Exercise requirements. Copy out the lines beginning with the one that contains "Target: tall grass" and ending with the last line below, exactly as they stand. Pictures are not copied.

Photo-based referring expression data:
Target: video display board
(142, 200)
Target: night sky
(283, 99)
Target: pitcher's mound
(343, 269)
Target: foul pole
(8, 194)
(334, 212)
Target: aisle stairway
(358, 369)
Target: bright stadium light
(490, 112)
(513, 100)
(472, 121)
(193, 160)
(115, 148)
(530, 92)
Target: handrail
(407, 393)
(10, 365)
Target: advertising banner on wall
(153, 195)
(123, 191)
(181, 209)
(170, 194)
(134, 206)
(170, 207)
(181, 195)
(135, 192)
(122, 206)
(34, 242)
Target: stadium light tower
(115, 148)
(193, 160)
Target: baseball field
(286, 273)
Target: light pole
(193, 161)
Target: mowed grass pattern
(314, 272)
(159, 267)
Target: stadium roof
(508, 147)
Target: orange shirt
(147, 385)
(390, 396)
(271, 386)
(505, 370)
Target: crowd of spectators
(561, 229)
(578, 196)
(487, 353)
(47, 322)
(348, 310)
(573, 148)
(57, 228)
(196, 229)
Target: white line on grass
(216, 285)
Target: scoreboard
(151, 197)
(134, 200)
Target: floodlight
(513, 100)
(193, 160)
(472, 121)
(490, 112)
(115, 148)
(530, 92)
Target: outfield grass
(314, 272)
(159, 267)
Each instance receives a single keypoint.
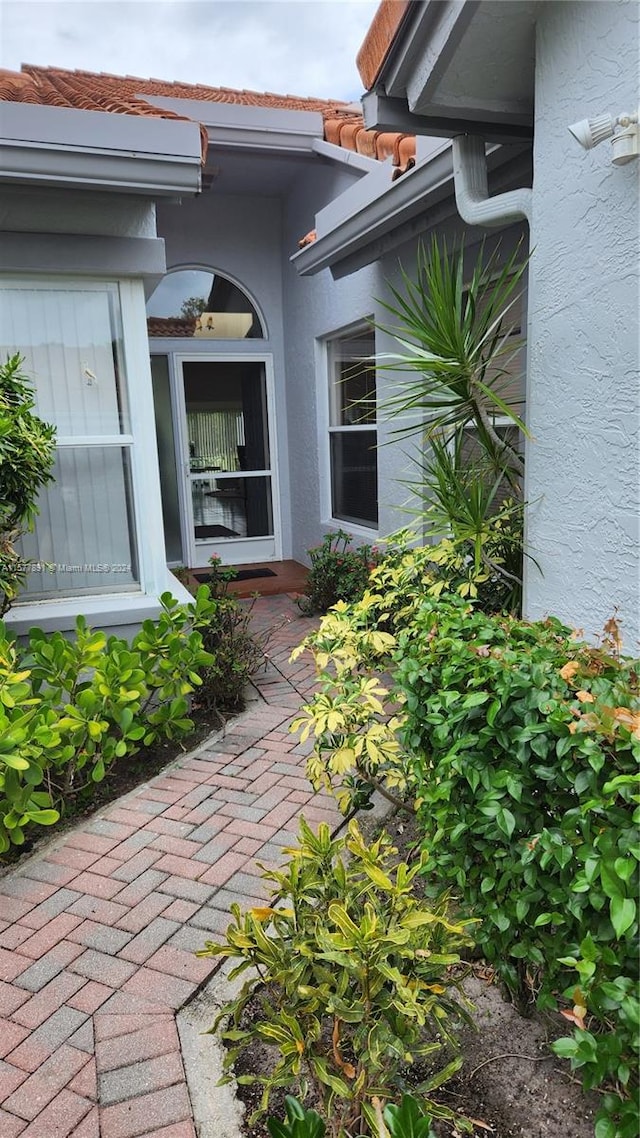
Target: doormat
(214, 532)
(241, 575)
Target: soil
(510, 1085)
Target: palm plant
(456, 335)
(457, 346)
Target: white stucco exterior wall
(583, 461)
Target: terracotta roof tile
(171, 326)
(379, 38)
(125, 95)
(55, 88)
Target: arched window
(202, 304)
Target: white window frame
(154, 578)
(326, 429)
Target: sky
(289, 47)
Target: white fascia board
(59, 146)
(236, 125)
(345, 157)
(361, 223)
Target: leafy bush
(458, 344)
(526, 748)
(338, 572)
(352, 717)
(352, 973)
(26, 455)
(235, 652)
(519, 747)
(70, 708)
(300, 1123)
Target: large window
(70, 336)
(352, 429)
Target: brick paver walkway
(97, 934)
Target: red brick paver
(96, 934)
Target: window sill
(347, 527)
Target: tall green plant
(26, 456)
(457, 341)
(352, 975)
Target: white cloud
(297, 47)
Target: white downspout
(472, 188)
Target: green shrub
(526, 748)
(352, 973)
(236, 653)
(70, 708)
(338, 571)
(300, 1123)
(26, 456)
(404, 1121)
(357, 744)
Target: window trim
(326, 429)
(154, 576)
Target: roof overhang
(459, 66)
(59, 146)
(353, 232)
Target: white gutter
(66, 147)
(472, 188)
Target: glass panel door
(229, 461)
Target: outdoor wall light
(622, 131)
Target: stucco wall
(239, 237)
(317, 307)
(583, 385)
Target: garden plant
(354, 981)
(458, 349)
(517, 744)
(404, 1121)
(26, 456)
(70, 708)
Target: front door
(228, 451)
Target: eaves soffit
(248, 126)
(473, 59)
(66, 147)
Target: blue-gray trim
(404, 208)
(98, 256)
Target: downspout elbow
(472, 188)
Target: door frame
(241, 546)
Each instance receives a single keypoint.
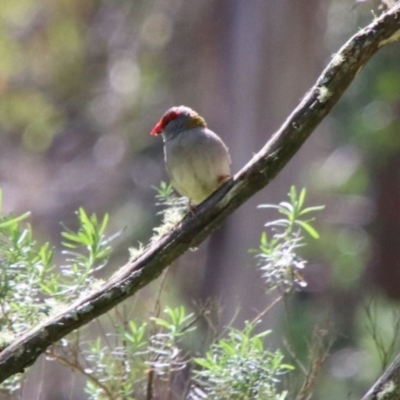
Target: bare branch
(260, 170)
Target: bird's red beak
(157, 129)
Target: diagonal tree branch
(263, 167)
(387, 387)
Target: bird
(196, 158)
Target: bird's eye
(169, 117)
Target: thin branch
(387, 387)
(258, 173)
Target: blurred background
(83, 82)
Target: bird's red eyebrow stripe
(163, 122)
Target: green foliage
(277, 255)
(240, 368)
(139, 358)
(30, 286)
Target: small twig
(78, 368)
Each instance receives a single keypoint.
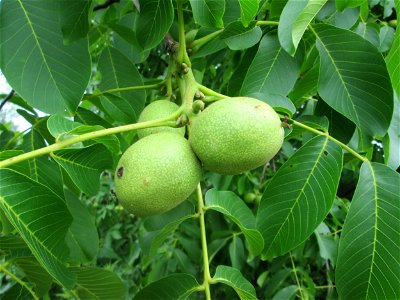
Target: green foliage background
(319, 221)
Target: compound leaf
(42, 219)
(295, 18)
(84, 165)
(153, 22)
(172, 287)
(46, 73)
(235, 209)
(368, 265)
(354, 80)
(272, 71)
(232, 277)
(208, 13)
(299, 196)
(97, 283)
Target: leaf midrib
(300, 193)
(39, 45)
(375, 227)
(340, 76)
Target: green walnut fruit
(236, 135)
(156, 110)
(156, 174)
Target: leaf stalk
(201, 211)
(168, 121)
(344, 146)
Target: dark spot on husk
(120, 172)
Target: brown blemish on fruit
(120, 172)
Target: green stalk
(129, 88)
(197, 44)
(347, 148)
(265, 23)
(207, 277)
(22, 283)
(296, 277)
(182, 54)
(168, 121)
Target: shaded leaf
(118, 109)
(354, 82)
(84, 165)
(235, 209)
(42, 219)
(75, 19)
(172, 287)
(117, 71)
(208, 13)
(295, 18)
(272, 70)
(391, 140)
(31, 51)
(82, 238)
(393, 62)
(42, 168)
(386, 36)
(286, 216)
(236, 253)
(153, 22)
(232, 277)
(238, 37)
(248, 10)
(62, 128)
(161, 235)
(97, 283)
(368, 265)
(35, 274)
(340, 127)
(88, 117)
(287, 293)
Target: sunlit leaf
(368, 265)
(232, 277)
(75, 19)
(393, 62)
(272, 70)
(172, 287)
(82, 238)
(117, 71)
(97, 283)
(42, 219)
(299, 196)
(208, 13)
(295, 18)
(46, 73)
(248, 10)
(153, 22)
(354, 80)
(238, 37)
(84, 165)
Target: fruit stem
(201, 211)
(182, 54)
(129, 88)
(347, 148)
(210, 92)
(167, 121)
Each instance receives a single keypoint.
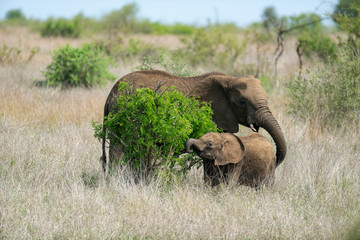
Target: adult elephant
(234, 100)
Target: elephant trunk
(188, 144)
(269, 123)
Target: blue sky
(241, 12)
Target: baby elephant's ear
(232, 150)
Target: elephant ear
(212, 89)
(232, 150)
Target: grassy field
(52, 186)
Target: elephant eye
(242, 103)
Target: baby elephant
(248, 160)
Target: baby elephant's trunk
(189, 143)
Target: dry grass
(52, 186)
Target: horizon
(200, 12)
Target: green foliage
(9, 54)
(351, 25)
(153, 126)
(346, 7)
(61, 27)
(312, 37)
(330, 94)
(15, 14)
(73, 67)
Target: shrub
(61, 27)
(154, 126)
(171, 64)
(73, 67)
(331, 94)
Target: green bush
(74, 67)
(61, 27)
(154, 126)
(331, 94)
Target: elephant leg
(116, 153)
(214, 175)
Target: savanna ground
(52, 185)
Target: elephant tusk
(252, 128)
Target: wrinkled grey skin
(227, 158)
(234, 100)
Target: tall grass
(52, 186)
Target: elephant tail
(103, 157)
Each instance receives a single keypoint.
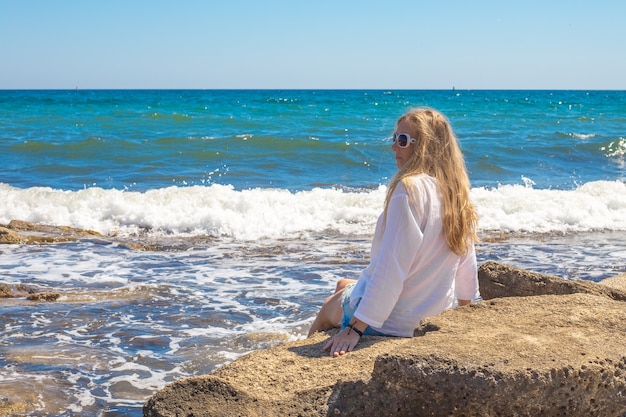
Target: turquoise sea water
(261, 200)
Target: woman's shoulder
(420, 181)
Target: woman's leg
(341, 284)
(330, 314)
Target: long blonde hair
(437, 153)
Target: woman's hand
(343, 342)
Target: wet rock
(44, 296)
(21, 232)
(497, 280)
(5, 291)
(548, 355)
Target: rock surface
(531, 355)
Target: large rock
(497, 280)
(547, 355)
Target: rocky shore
(538, 345)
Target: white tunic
(412, 273)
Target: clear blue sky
(351, 44)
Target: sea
(252, 203)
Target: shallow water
(130, 322)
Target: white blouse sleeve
(389, 269)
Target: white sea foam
(251, 214)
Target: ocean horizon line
(321, 89)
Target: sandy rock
(497, 280)
(548, 355)
(617, 282)
(44, 296)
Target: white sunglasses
(403, 139)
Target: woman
(422, 255)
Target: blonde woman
(422, 255)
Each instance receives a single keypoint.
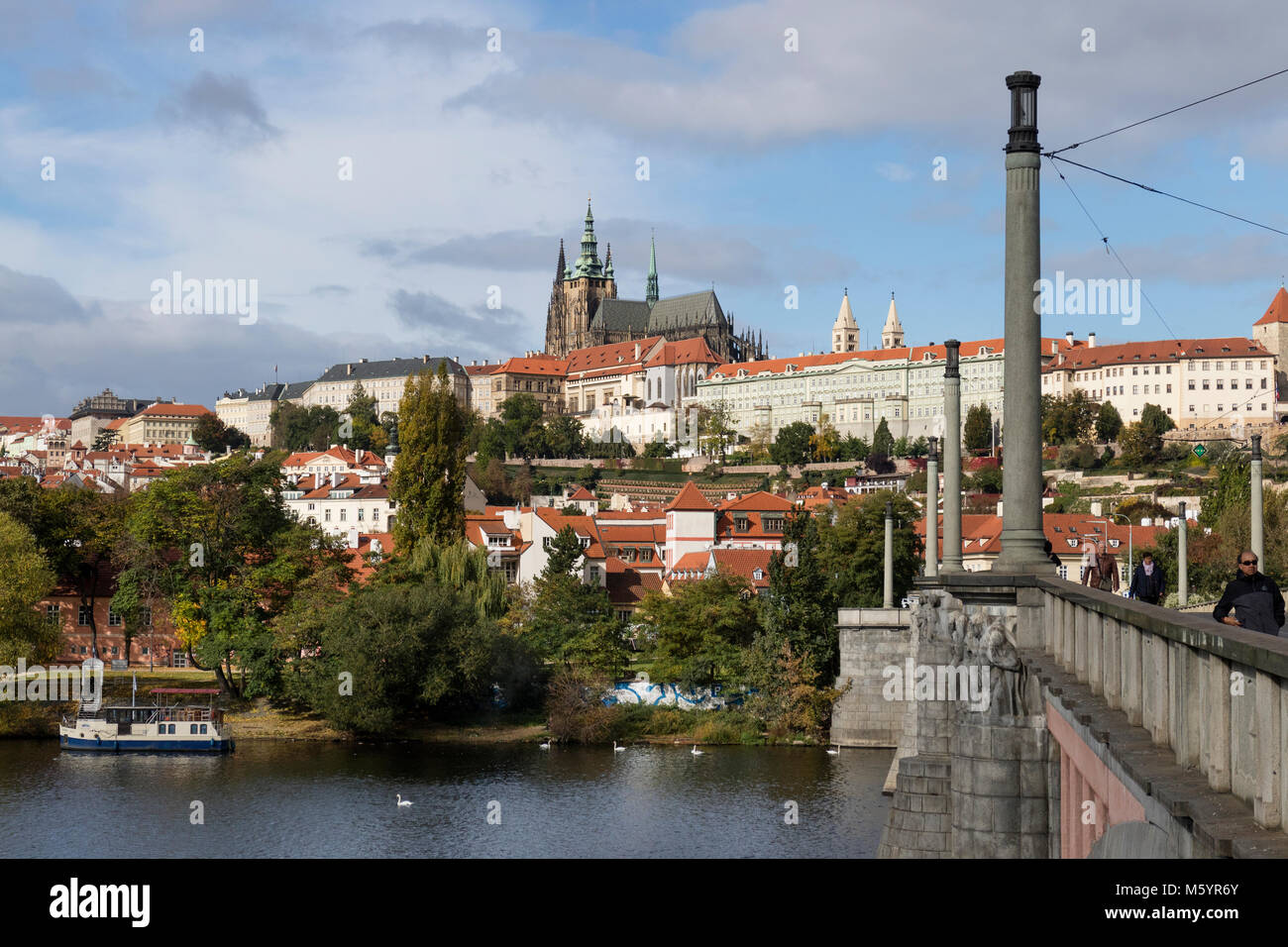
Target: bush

Solution for this problem.
Target: tall grass
(52, 186)
Target: elephant tail
(103, 157)
Each instance receives a single keypoint.
Target: turquoise sea water
(261, 200)
Target: woman's shoulder
(420, 181)
Target: woman's leg
(341, 284)
(330, 314)
Target: long blonde hair
(437, 153)
Target: woman's hand
(343, 342)
Target: wet rock
(44, 296)
(21, 232)
(497, 280)
(5, 291)
(548, 355)
Target: rock surface
(531, 355)
Target: large rock
(497, 280)
(547, 355)
Target: rocky shore
(538, 345)
Target: white tunic
(412, 273)
Target: clear blue sky
(351, 44)
Target: sea
(252, 203)
Target: shallow water
(130, 322)
Target: white blouse sleeve
(389, 269)
Target: white sea foam
(251, 214)
Target: ocean horizon line
(321, 89)
Target: sandy rock
(497, 280)
(548, 355)
(617, 282)
(44, 296)
Target: white sunglasses
(403, 139)
Target: woman
(422, 255)
Target: blonde woman
(422, 255)
Each instance receives a single keypoint.
Target: bush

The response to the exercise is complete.